EXTRACTED TEXT
On August 10, Concerned Citizens filed proof of publication of summons, showing service on July 20, July 27 and August 3. (§ 861.)

The District filed a motion to quash service, contending that the form of publication was improper. On October 10, the court granted the motion, citing defects in the proofs of service.

In the meantime, Concerned Citizens applied ex parte and was granted an extension until November 5 to allow further publication of summons. Additional rounds of publication occurred on October 16, 23 and 30.

On November 5, the District moved to dismiss the action for lack of jurisdiction, based on improper publication of summons. On December 3, Concerned Citizens applied ex parte and was granted another extension, until December 14, to file proof of service.

On December 12, the trial court denied the District's motion to dismiss. The next day, Concerned Citizens filed an ex parte application to extend time for filing proof of publication of summons until December 17. Although the application was denied, a proof of service was filed on December 17, showing publication had occurred on November 30, December 7 and December 14.

DATASET EXTRACT
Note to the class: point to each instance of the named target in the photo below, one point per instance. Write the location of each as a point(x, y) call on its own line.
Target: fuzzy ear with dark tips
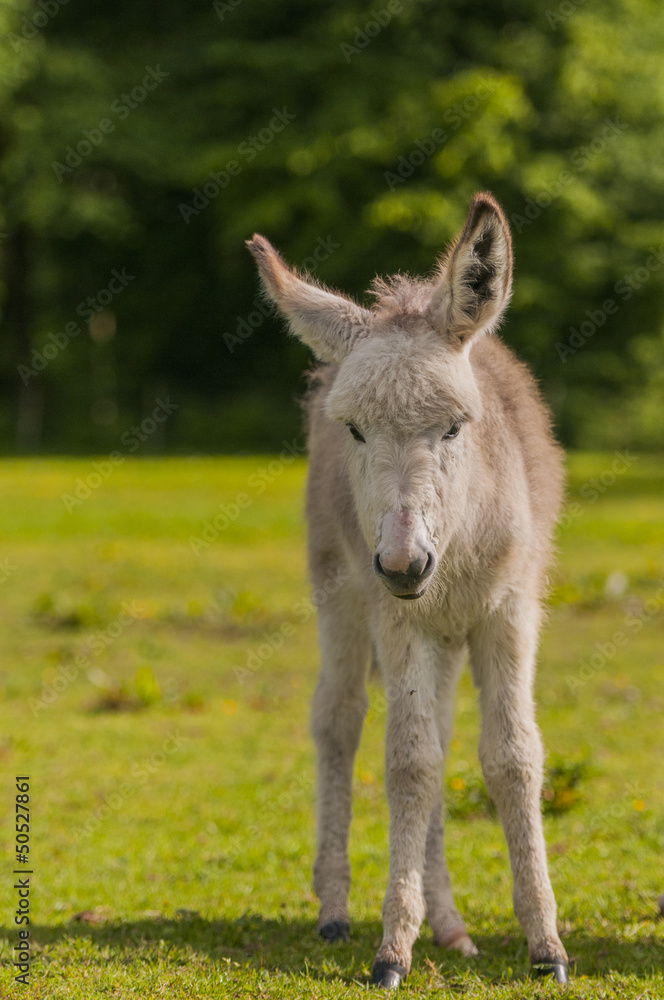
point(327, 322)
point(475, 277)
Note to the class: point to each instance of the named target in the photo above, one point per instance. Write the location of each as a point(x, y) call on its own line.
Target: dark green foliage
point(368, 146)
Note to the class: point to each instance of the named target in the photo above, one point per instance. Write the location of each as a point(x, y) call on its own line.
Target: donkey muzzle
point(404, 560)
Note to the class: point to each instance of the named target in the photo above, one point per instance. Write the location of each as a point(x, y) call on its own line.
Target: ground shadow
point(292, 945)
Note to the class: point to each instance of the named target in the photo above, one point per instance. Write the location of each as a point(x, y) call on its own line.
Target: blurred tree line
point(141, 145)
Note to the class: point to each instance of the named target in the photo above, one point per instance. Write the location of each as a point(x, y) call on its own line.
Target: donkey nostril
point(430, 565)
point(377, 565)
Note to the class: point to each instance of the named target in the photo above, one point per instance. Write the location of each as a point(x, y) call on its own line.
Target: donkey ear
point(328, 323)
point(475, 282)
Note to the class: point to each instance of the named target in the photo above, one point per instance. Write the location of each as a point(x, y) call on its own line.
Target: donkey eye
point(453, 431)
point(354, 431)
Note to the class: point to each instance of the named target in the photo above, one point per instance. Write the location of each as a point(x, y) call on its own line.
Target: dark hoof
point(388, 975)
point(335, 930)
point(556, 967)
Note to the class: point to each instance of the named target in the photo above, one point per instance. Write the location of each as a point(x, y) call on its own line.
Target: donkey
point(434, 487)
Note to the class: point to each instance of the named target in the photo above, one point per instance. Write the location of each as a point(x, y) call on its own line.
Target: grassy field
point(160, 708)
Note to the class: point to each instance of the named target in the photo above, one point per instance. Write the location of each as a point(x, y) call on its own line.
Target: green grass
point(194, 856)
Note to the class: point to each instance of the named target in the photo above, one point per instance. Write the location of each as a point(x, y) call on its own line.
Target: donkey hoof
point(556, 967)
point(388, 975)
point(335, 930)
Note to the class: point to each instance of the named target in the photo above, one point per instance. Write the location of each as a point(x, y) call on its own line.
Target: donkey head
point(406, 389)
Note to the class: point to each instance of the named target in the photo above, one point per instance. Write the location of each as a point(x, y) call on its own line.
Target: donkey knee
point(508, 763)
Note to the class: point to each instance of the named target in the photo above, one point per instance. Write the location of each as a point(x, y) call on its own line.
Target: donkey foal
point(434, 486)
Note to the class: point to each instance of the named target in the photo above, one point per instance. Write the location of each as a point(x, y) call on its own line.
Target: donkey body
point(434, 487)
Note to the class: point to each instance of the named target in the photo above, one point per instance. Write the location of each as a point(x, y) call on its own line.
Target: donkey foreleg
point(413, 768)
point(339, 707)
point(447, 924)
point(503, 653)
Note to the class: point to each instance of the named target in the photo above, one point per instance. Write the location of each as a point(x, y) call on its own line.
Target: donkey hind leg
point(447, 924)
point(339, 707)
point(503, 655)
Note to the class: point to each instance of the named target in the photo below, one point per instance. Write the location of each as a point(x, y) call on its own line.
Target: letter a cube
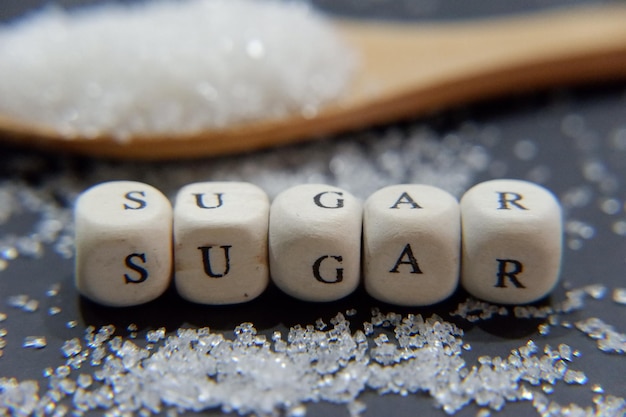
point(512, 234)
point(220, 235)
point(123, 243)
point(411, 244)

TO BE DONE
Retype the passage from the excerpt on publication of summons above word for word, starting at "On August 10, Concerned" and ending at "16, 23 and 30.".

RESPONSE TO THE EXERCISE
On August 10, Concerned Citizens filed proof of publication of summons, showing service on July 20, July 27 and August 3. (§ 861.)

The District filed a motion to quash service, contending that the form of publication was improper. On October 10, the court granted the motion, citing defects in the proofs of service.

In the meantime, Concerned Citizens applied ex parte and was granted an extension until November 5 to allow further publication of summons. Additional rounds of publication occurred on October 16, 23 and 30.